## LIST OF TASKS
[1] Answer these questions using the thread about the C segmentation fault:
(a) According to the person asking, when does the segmentation fault occur?
(b) Which two functions does the reply say should handle copying a string in C?
(c) According to the last reply, is using printf a memory leak?
[2] Pick up the thread about the C segmentation fault after its final sentence and carry it on.

## PAGE TEXT
* BEGIN *
I have below code where I have commented when I get segmentation fault and when not.
Originally I got segmentation fault and then I could figure out that probably I cannot initialize my char pointer locations like "abcd". But I am not able to understand - WHY?
I thought testString = "abcd"; will put a at first memory address, b at second and so on ...
Segmentation fault occurs when trying to free memory, based on how I initialize memory location.
#include <stdio.h>
#include <stdlib.h>
int main(void)
{
char* testString = malloc(sizeof(char) * 5);
printf("Size of char is: %d\n", sizeof(char));
printf("Size of int is: %d\n", sizeof(int));
for(int i = 0; i < 5; i++)
{
printf("Pointer addresses are: %p\n", testString + i);
}
char* tempPtr = testString + 2;
printf("My temp pointer address = %p\n", tempPtr);
// This gives me segmentation fault ....
testString = "abcd";
// This will not give me segmentation fault ....
//int count = 65;
//for(int i = 0; i < 5; i++)
//{
// testString[i] = count + i;
//}
printf("Printing character...\n");
for(int i = 0; i < 5; i++)
{
printf("Characters are: %c\n", testString[i]);
}
printf("Freeing memory...\n");
free(testString);
//printf("Access after freeing >>%c<<\n", tempPtr[0]);
//free(testString);
}
Based on #M.M. and #Jonathan's comment I understood that with testString = "abcd"; my testString will point to a memory location where string "abcd" was created and since I didn't malloc'ed it I cannot free it. Also, since my original pointer to heap memory (which I got using malloc) is gone, so it is waste of memory or memory lead.
So, does it means that when I use printf statement like printf("Printing character...\n");, this is also a memory leak? Then how do I avoid it? Looping and inserting into char* is certainly a bad idea.
this line:
testString = "abcd";
is overlaying the pointer given by the call to malloc() with the address of the string literal: "abcd" this results in a memory leak because the original pointer to the allocated memory is lost.
In C, when copying a string, it 'should' be handled by the functions: strcpy() and strncpy() which will not corrupt the pointer contained in testString.
strcpy( testString, "abcd" );
strncpy( testString, "abcd", strlen( "abcd" ) );
Naturally, once the pointer to the allocated memory has been overlayed/destroyed by the assignment statement: testString = "abcd";, the new value placed into testString must not be passed to free()
the seg fault would be happening at the call to free(), not at the incorrect assignment of a new pointer to testString.
Using printf is not a memory leak. Memory leaks occur when a pointer is allocated via malloc [or, herein, strdup] and there is no corresponding free call for it.
Also, trying to free a pointer that has not been allocated is another type of error. It [probably] won't segfault, but free will complain.
* END *
## DATA SECTION
* BEGIN *
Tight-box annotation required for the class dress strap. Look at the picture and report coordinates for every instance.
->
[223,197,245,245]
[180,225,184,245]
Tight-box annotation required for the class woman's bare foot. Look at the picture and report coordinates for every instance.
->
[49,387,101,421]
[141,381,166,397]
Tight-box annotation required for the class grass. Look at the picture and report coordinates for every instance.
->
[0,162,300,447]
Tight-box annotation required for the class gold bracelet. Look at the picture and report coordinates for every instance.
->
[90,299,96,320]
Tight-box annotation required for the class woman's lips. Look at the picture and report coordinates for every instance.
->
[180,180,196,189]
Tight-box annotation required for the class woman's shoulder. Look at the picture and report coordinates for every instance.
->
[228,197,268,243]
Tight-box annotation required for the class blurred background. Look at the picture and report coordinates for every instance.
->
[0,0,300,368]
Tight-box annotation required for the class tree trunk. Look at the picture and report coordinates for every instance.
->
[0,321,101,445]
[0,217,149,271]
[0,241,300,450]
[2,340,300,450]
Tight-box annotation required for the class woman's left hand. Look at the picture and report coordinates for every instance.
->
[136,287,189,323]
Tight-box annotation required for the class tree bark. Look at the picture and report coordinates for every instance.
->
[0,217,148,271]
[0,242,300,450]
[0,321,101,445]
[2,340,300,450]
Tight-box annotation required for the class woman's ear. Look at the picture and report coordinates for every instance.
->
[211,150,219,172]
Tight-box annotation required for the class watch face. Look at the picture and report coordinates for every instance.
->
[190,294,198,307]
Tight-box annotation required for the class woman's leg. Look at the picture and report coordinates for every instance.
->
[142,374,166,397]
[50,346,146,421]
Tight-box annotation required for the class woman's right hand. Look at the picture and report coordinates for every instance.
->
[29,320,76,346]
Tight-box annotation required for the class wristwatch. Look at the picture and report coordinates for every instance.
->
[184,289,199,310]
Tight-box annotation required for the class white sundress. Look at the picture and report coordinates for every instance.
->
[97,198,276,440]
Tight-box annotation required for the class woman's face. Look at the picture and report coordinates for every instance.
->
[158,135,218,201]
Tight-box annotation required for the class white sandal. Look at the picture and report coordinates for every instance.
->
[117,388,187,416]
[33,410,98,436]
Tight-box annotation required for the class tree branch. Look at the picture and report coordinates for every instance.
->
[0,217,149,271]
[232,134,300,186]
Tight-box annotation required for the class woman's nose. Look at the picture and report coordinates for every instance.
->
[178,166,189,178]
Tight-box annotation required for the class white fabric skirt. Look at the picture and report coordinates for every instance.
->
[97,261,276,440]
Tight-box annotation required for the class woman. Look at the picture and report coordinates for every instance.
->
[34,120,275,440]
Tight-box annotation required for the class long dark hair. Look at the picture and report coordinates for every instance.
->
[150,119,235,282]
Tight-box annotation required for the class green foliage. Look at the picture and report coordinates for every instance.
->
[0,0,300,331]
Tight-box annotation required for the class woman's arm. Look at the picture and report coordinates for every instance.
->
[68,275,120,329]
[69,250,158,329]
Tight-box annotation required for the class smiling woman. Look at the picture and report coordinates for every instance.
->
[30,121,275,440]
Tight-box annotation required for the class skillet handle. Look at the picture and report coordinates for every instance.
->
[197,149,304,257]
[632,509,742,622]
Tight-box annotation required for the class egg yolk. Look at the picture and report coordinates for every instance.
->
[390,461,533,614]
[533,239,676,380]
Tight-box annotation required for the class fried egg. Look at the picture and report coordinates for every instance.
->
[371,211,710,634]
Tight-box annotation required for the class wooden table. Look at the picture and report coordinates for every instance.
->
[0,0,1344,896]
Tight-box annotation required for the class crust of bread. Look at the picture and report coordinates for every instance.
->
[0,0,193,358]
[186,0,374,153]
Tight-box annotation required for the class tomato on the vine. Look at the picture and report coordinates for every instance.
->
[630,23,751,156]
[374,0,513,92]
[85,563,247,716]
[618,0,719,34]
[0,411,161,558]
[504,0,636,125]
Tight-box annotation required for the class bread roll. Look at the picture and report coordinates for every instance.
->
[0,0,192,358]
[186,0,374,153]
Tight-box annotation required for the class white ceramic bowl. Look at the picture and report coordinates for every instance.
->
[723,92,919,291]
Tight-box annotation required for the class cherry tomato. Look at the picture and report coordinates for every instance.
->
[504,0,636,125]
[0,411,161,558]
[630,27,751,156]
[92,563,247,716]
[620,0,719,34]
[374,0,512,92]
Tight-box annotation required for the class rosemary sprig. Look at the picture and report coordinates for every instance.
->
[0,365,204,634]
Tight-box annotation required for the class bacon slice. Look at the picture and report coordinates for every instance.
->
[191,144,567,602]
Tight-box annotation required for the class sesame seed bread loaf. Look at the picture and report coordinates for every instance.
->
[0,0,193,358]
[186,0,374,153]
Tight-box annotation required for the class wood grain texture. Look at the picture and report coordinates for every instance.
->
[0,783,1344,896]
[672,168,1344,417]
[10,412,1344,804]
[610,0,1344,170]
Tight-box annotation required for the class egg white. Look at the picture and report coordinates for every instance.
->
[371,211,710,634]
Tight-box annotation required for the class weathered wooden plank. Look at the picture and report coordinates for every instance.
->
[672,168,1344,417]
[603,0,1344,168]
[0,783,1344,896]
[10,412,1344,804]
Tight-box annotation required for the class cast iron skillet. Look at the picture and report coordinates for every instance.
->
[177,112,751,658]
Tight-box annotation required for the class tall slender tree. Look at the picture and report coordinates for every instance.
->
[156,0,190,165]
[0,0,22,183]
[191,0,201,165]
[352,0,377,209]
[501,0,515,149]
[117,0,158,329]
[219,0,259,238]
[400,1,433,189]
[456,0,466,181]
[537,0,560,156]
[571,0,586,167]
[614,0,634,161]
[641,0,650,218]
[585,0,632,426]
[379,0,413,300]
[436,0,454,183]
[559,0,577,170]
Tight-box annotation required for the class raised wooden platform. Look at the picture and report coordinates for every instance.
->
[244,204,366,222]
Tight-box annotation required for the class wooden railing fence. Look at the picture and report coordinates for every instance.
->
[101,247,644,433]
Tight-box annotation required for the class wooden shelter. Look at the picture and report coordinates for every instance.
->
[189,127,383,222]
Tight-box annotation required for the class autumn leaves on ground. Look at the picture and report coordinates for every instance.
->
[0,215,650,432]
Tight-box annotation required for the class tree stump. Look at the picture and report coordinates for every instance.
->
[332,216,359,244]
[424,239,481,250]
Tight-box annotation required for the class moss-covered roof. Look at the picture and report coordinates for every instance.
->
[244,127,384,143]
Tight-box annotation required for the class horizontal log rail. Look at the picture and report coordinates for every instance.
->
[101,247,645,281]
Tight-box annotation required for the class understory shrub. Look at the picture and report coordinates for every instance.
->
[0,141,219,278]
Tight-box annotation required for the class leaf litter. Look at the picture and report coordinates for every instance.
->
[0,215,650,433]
* END *
## ANSWER LIST
[1]
(a) It occurs when trying to free memory.
(b) strcpy() and strncpy().
(c) No. Memory leaks occur when a pointer is allocated via malloc (or strdup) and there is no corresponding free call for it.

[2]
Here's a simplified version of your program that illustrates some of the ways you can do this:
#include <stdio.h>
#include <string.h>
#include <malloc.h>
int opt_segv;
char *temp = "abcd";
void
dostr(char *str,int modflg)
{
printf("\n");
printf("dostr: %s\n",str);
if (modflg)
str[modflg] = 'm';
printf("dostr: %s\n",str);
}
void
test1(void)
{
int len;
char *testString;
len = strlen(temp);
testString = malloc(len + 1);
strcpy(testString,temp);
dostr(testString,1);
free(testString);
}
void
test2(void)
{
char *testString;
testString = strdup(temp);
dostr(testString,2);
free(testString);
}
void
test3(void)
{
char *testString;
// passing a pointer to a string _constant_ -- do _not_ modify
testString = temp;
dostr(testString,opt_segv ? 3 : 0);
}
int
main(int argc,char **argv)
{
char *cp;
--argc;
++argv;
for (; argc > 0; --argc, ++argv) {
cp = *argv;
if (*cp != '-')
break;
switch (cp[1]) {
case 's': // generate segfault
opt_segv = 1;
break;
}
}
test1();
test2();
test3();
return 0;
}
You can run the program with -s to simulate the string constant modification that caused your segfault.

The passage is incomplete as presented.